### [WHAT NEEDS TO BE DONE]
Gather and copy, in full, every line of the records below that contains the string "face".

### [MATERIAL PROVIDED]

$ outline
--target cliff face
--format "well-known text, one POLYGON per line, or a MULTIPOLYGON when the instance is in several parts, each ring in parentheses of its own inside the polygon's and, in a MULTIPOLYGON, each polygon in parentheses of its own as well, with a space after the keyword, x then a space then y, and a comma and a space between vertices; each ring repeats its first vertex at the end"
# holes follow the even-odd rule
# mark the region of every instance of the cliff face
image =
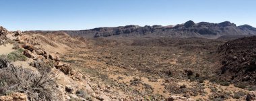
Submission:
MULTIPOLYGON (((42 32, 42 31, 35 31, 42 32)), ((195 23, 193 21, 189 21, 184 24, 175 26, 146 25, 140 27, 131 25, 124 27, 98 27, 88 30, 62 31, 73 36, 78 35, 84 37, 157 36, 218 38, 222 36, 256 35, 256 28, 249 25, 237 27, 234 23, 229 21, 220 23, 207 22, 195 23)))

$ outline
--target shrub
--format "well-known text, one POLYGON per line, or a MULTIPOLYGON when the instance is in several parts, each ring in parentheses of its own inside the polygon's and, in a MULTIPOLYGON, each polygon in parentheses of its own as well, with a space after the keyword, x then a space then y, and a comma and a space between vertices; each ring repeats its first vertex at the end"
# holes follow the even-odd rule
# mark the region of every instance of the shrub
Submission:
POLYGON ((239 99, 239 98, 240 98, 240 96, 238 95, 238 94, 234 94, 234 95, 233 96, 233 98, 236 98, 236 99, 239 99))
POLYGON ((35 73, 33 70, 15 67, 5 58, 0 58, 0 96, 22 92, 29 100, 55 100, 57 74, 35 73))

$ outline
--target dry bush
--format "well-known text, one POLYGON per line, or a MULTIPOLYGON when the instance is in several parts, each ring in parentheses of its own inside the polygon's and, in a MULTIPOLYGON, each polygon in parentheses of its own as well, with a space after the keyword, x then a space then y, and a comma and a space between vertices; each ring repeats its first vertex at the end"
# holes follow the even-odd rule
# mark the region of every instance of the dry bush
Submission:
POLYGON ((29 100, 56 100, 56 76, 52 72, 40 74, 15 67, 0 58, 0 96, 21 92, 29 100))

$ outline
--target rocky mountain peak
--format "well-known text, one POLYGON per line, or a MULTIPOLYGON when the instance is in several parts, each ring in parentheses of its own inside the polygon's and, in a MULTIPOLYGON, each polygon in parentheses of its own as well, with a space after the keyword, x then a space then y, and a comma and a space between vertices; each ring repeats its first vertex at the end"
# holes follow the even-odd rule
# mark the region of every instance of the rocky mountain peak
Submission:
POLYGON ((226 21, 218 24, 220 27, 227 27, 227 26, 236 26, 236 24, 230 23, 230 21, 226 21))
POLYGON ((195 22, 191 21, 191 20, 189 20, 189 21, 188 21, 184 23, 184 25, 185 27, 191 27, 194 25, 195 25, 195 22))

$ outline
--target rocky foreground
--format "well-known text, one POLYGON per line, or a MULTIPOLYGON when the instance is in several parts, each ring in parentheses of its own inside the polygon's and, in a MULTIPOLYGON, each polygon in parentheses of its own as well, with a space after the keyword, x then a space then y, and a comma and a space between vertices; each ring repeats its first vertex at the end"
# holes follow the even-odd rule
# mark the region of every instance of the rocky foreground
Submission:
POLYGON ((1 27, 0 37, 0 100, 256 100, 255 37, 92 39, 1 27))

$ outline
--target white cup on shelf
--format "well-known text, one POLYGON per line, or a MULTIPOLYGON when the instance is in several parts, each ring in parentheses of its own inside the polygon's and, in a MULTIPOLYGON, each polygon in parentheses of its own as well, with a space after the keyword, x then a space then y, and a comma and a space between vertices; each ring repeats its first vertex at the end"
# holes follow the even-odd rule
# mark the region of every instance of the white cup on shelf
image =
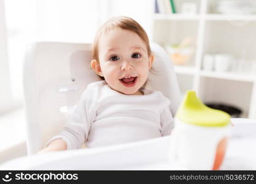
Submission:
POLYGON ((215 56, 214 69, 217 72, 227 72, 230 70, 232 56, 227 54, 215 56))
POLYGON ((214 55, 205 54, 203 60, 203 69, 212 71, 214 66, 214 55))

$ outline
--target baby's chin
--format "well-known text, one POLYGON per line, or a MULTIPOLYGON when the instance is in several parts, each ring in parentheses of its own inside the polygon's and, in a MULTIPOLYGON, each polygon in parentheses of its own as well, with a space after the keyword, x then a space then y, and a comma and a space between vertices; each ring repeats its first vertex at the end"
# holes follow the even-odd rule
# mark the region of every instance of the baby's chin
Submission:
POLYGON ((114 89, 112 88, 115 91, 117 91, 117 92, 119 92, 120 93, 122 93, 123 94, 127 94, 127 95, 133 95, 138 92, 139 89, 114 89))

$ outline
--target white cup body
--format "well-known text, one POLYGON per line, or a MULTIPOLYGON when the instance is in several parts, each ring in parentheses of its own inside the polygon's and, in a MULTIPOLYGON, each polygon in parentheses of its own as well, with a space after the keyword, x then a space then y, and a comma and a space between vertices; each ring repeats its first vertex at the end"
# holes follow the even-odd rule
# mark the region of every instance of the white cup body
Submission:
POLYGON ((230 126, 204 127, 183 123, 175 119, 171 136, 169 156, 189 170, 212 170, 217 147, 229 137, 230 126))

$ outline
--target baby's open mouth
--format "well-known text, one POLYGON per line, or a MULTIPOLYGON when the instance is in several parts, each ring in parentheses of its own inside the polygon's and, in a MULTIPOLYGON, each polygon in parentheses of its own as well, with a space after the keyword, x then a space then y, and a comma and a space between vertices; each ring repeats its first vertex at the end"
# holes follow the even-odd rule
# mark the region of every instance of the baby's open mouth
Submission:
POLYGON ((126 86, 133 86, 136 81, 138 77, 131 77, 130 78, 123 78, 119 80, 126 86))

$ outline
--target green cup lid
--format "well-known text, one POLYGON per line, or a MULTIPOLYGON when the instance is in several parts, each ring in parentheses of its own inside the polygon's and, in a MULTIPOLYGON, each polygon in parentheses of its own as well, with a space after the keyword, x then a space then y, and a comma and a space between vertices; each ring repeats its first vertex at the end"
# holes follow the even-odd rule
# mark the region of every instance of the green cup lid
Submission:
POLYGON ((194 91, 188 91, 177 112, 180 121, 201 126, 225 126, 230 122, 227 113, 205 105, 194 91))

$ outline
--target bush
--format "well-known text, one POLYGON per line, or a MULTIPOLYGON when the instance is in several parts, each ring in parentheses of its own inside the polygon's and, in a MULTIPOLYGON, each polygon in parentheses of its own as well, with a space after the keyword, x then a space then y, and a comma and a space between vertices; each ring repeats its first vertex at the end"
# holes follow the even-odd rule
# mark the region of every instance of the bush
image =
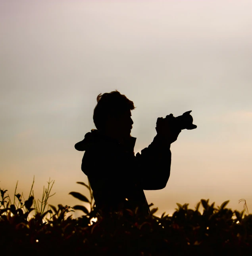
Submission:
MULTIPOLYGON (((88 188, 91 199, 77 192, 69 193, 89 202, 90 211, 81 205, 49 205, 51 209, 42 212, 44 207, 40 211, 32 207, 37 203, 33 196, 22 201, 21 196, 16 195, 17 205, 11 204, 8 195, 5 196, 7 190, 1 190, 1 252, 7 251, 11 255, 20 252, 33 255, 251 255, 252 215, 226 208, 229 201, 215 208, 214 203, 210 205, 209 199, 202 199, 194 209, 189 209, 188 204, 177 203, 172 216, 164 213, 160 218, 154 215, 156 208, 146 217, 139 215, 137 208, 134 211, 112 213, 104 218, 92 203, 90 186, 79 183, 88 188), (202 213, 198 211, 200 203, 202 213), (77 219, 67 217, 73 209, 84 214, 77 219), (35 214, 29 218, 33 211, 35 214), (92 221, 94 218, 97 218, 96 222, 92 221)), ((46 190, 48 199, 49 189, 46 190)))

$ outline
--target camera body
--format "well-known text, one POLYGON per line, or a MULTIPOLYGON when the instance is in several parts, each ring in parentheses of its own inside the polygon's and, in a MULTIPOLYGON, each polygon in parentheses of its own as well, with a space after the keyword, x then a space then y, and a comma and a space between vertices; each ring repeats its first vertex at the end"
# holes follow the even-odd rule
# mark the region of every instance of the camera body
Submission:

### [RESPONSE TO THIS TASK]
--target cliff face
# mark the region of every instance of the cliff face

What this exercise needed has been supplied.